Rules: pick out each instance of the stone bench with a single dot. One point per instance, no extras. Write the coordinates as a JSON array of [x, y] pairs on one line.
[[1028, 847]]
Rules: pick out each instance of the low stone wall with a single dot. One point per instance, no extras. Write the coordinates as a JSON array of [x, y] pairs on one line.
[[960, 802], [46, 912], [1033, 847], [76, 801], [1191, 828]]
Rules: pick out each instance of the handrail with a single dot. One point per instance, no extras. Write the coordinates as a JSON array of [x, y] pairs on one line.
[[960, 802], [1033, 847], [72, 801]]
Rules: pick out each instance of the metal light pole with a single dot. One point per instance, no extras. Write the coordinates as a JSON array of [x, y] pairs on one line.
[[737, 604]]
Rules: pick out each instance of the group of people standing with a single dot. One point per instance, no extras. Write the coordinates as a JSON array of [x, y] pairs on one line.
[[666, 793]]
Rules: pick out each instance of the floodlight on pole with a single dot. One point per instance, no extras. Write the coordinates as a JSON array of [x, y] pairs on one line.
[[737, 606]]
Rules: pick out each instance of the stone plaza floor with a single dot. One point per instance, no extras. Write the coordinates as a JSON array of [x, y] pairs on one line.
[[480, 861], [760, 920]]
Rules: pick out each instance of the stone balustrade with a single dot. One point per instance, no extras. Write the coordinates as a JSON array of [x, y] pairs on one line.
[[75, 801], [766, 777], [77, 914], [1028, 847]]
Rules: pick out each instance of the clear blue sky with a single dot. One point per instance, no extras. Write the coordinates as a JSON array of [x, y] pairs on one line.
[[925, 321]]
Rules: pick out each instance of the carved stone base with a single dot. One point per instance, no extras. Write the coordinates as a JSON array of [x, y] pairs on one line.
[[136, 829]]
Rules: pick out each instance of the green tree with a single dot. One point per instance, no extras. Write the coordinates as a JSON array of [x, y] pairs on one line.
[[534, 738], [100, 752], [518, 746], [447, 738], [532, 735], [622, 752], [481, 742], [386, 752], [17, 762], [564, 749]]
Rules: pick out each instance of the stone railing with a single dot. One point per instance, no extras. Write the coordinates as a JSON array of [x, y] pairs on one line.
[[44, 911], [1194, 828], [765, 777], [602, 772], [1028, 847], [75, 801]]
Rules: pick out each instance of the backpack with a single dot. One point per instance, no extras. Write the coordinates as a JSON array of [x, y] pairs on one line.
####################
Please swap "single dot" for "single point" in every one of the entries above, and give them all back with nothing else altered.

Rules: pick out each instance of the stone bench with a single point. One point per instance, no extras. Write the coordinates as a JSON array of [x, y] pairs on one line.
[[1028, 847]]
Rules: pick out each instance of the low stone wall with a single point. One point per instance, no extras. Write the coordinates as a JSON array of [x, y] pairs on one line.
[[960, 802], [46, 912], [1033, 847], [76, 801], [1191, 828]]
Rules: pick out each instance of the handrail with a single point. One point per instance, no extras. Write the coordinates as a JSON array of [x, y] pairs on one line.
[[960, 802], [1033, 847], [72, 801]]
Rules: pick out each instance of the metal light pole with a single point. One point per instance, no extras. Write the coordinates as a JSON array of [x, y] pairs on one line.
[[737, 604]]
Rules: pick out each instance of the group of people standing with a single point. One point per instance, no extras. Write the coordinates as a JSON array of [x, y] pairs on one line.
[[666, 793]]
Rules: pick out each instance of the floodlight on pole with a single point. One point per instance, no extras. Write the coordinates as a JSON array of [x, y] pairs on one line.
[[737, 606]]
Rules: pick out each instance of the stone plaza floor with a single point. One point per instance, no extras. Write the coordinates as a JSON array of [x, y] pairs on one line.
[[480, 861], [760, 920]]
Rules: pick out each instance of the stone balustrade with a single point. One point per instance, no extras. Write the coordinates as a JSON array of [x, y] pairs on one line.
[[75, 801], [766, 777], [77, 914], [1028, 847]]
Rules: pick out each instance of the clear blue sky with a single point. One point per instance, no extras. Write the coordinates as a JSON array of [x, y] pairs on one line.
[[925, 321]]
Rules: pick out each instance of the carved stone base with a single point. One point per instance, no extras. Write the coordinates as a JSON array of [x, y] pairs on one line.
[[136, 829]]
Rules: pick out each instance of the green tree with a single point. One point per instance, no extras. Write the coordinates as a JSON array of [x, y] pairs on one line.
[[534, 738], [100, 752], [518, 746], [447, 738], [532, 735], [622, 752], [481, 742], [386, 752], [17, 762], [564, 749]]
Rules: pick out each instance of the stone railing with a single point. One point per instance, no extras. Write the coordinates as a JSON array of [x, y] pairs on one line.
[[44, 911], [1194, 828], [765, 777], [602, 772], [1028, 847], [75, 801]]
Rules: pick out each instance of the backpack with a single point. One point per instance, no extras. Write the coordinates as a JSON array of [x, y] pairs on one line.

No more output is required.